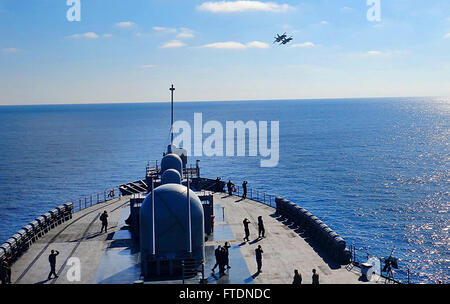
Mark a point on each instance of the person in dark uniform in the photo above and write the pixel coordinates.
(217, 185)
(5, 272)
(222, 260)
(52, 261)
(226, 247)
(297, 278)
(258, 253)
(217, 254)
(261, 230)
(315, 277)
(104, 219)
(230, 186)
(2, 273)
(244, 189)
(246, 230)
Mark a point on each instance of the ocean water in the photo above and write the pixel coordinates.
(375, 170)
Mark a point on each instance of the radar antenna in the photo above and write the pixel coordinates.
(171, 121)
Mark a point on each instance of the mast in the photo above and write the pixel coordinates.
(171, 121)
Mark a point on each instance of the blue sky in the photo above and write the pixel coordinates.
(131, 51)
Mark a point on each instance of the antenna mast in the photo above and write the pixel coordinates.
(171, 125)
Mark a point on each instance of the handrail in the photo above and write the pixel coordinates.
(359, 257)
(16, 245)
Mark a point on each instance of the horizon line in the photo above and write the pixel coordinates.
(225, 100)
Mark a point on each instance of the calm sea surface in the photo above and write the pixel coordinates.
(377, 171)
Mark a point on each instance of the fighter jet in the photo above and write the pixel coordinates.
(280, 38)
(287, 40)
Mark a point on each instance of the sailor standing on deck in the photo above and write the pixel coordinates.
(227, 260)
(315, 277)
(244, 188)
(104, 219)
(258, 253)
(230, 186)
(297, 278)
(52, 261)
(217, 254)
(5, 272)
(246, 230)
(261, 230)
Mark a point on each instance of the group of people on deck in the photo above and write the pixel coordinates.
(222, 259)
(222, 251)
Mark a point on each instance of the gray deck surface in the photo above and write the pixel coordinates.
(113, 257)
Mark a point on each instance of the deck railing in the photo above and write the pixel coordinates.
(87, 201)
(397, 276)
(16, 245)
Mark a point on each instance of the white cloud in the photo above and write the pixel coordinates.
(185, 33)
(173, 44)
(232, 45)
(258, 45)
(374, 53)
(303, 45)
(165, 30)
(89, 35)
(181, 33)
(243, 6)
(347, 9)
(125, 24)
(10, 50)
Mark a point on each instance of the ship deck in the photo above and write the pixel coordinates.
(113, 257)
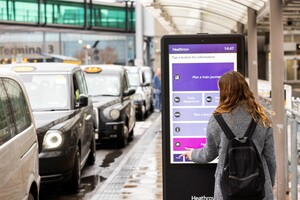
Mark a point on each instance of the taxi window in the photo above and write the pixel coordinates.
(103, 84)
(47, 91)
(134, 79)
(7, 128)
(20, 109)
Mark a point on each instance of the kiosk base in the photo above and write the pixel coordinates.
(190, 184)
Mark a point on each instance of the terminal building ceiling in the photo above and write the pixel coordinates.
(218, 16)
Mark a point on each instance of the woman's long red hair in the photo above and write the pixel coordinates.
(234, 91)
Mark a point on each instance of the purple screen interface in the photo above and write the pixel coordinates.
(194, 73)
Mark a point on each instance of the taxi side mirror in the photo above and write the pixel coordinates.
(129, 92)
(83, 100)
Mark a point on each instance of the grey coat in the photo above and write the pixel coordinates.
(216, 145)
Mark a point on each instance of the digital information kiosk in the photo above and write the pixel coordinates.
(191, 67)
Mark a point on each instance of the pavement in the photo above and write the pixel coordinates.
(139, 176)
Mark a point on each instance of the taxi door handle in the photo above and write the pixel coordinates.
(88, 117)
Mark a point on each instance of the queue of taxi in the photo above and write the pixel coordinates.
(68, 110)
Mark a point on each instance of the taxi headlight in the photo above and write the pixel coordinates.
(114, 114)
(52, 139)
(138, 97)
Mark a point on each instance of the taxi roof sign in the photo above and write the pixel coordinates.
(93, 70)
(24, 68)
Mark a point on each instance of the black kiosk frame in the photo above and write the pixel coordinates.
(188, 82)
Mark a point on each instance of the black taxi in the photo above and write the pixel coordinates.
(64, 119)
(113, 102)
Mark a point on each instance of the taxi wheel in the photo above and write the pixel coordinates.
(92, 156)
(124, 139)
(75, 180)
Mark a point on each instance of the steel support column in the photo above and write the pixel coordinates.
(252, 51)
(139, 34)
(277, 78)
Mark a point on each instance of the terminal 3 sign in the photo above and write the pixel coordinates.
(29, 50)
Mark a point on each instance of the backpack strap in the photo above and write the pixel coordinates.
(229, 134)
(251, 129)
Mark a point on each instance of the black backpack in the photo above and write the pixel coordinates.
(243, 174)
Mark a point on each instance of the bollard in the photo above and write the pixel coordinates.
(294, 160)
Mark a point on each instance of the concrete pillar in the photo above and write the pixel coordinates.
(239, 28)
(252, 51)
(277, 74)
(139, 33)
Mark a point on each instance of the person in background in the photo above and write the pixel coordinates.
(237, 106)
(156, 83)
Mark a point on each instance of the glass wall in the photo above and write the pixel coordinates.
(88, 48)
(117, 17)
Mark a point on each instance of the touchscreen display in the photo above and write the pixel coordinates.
● ● ● ● ● ● ●
SHORT EXERCISE:
Give all the entries again exactly, dropping each picture.

SOLUTION:
Mark a point on each instance of the person in dark uniform in the photo above and write the pixel coordinates.
(217, 185)
(5, 272)
(222, 260)
(52, 261)
(226, 247)
(297, 278)
(258, 253)
(217, 254)
(261, 230)
(315, 277)
(104, 219)
(230, 186)
(2, 273)
(244, 189)
(246, 230)
Mark a point on each instance of the ocean water in the photo above and write the pixel coordinates.
(375, 170)
Mark a point on each instance of the radar antenna in the photo above and write the pixel coordinates.
(171, 121)
Mark a point on each instance of the mast in the photo above and write the pixel coordinates.
(171, 121)
Mark a point on each instance of the blue sky in the photo above and write the pixel coordinates.
(131, 51)
Mark a point on each instance of the antenna mast in the photo above and write the pixel coordinates.
(171, 125)
Mark a point on each instance of the handrail in the photo above and write the pixel coordinates.
(359, 257)
(16, 245)
Mark a point on each instance of the horizon line in the photo above and write the pixel coordinates.
(225, 100)
Mark a point on each instance of the calm sea surface in the photo above and write the pixel coordinates.
(377, 171)
Mark a point on each instance of the fighter jet in the photo above and write the pixel coordinates.
(280, 38)
(287, 40)
Mark a point on each instance of the sailor standing on deck in the photo above and write the pixel coordinates.
(227, 260)
(315, 277)
(244, 188)
(104, 219)
(258, 253)
(230, 186)
(297, 278)
(52, 261)
(217, 254)
(5, 272)
(246, 230)
(261, 230)
Mark a point on each instance of the group of people on deck in the photo above and write the pixel coordinates.
(222, 259)
(222, 251)
Mark a point on each instance of the gray deck surface in the photo above and write the pixel coordinates.
(113, 257)
Mark a point on each instance of the deck railing in the photo above and write the pixel coordinates.
(87, 201)
(397, 276)
(16, 245)
Mark a point on each instance of the white cloud in the photo above and write the pixel coordinates.
(185, 33)
(173, 44)
(232, 45)
(258, 45)
(374, 53)
(303, 45)
(165, 30)
(89, 35)
(181, 33)
(243, 6)
(347, 9)
(125, 24)
(10, 50)
Mark a point on each instance of the ship deck in the photo above and write the pixel coordinates.
(113, 257)
Mark a point on each instance of the taxi window in the photo above and write the pixel coordinates.
(103, 84)
(47, 91)
(134, 79)
(7, 128)
(20, 109)
Mark a point on each instance of the kiosk base in the photo above and write the pixel coordinates.
(190, 184)
Mark a point on each instance of the terminal building ceiling in the photo above and write the pixel coordinates.
(218, 16)
Mark a point on each instance of the woman's long red hair in the photo above and write the pixel coordinates.
(234, 91)
Mark a point on each instance of the purple screen interface in the photo above and write the pixel coordinates.
(194, 73)
Mark a point on each instance of the taxi side mirror in the photo above and write the pixel coordinates.
(129, 92)
(83, 100)
Mark a point on each instance of the grey coat in the photo above and write the pixel coordinates.
(216, 145)
Mark a point on each instance of the digital information kiosk in the photo above and write the pixel coordinates.
(191, 67)
Mark a point on each instance of the pavement in the photo above and write the pixel coordinates.
(139, 176)
Mark a point on each instance of the taxi door handle in the photo above and write the pixel coordinates.
(88, 117)
Mark a point on each instance of the queue of taxi in the photo above and write the pixel coordinates.
(68, 110)
Mark a point on each instance of the taxi headlight in the photo above and write the pixel coordinates.
(114, 114)
(52, 139)
(138, 97)
Mark a point on each instance of the taxi roof sign in the photo above and write the pixel coordinates.
(93, 70)
(24, 68)
Mark a point on each instance of the black kiosk frame in the photo above and write the pixel coordinates.
(188, 82)
Mark a point on each instance of the black taxi in the photo above and write the pixel coordinates.
(64, 119)
(113, 102)
Mark a point on each instance of the taxi wheel in the photo above and write the pixel coordinates.
(92, 156)
(124, 139)
(75, 180)
Mark a point on each instance of the steel support column in the photo above and write the pixel coordinates.
(252, 51)
(139, 34)
(277, 78)
Mark a point on each instance of the terminal 3 sign in the photo above and write the pixel coordinates.
(29, 50)
Mark a point on each instance of the backpack strap in the photo above and write the pixel coordinates.
(229, 134)
(251, 129)
Mark a point on each instance of the black backpack in the photo above and write the pixel coordinates.
(243, 174)
Mark a point on each instance of the bollard in the photo above and write the pixel coordinates.
(294, 160)
Mark a point on each instance of the concrete pillar in the photo above and write the pixel coordinates.
(239, 28)
(252, 51)
(277, 74)
(139, 33)
Mark a point on each instance of the person in background in the photo above and write the pixel coordinates.
(237, 106)
(156, 83)
Mark a point on each instance of the glass wall in the photo above and write the pixel coordinates.
(88, 48)
(117, 17)
Mark a point on each instance of the touchscreen display in the photo above and write the pixel coordinates.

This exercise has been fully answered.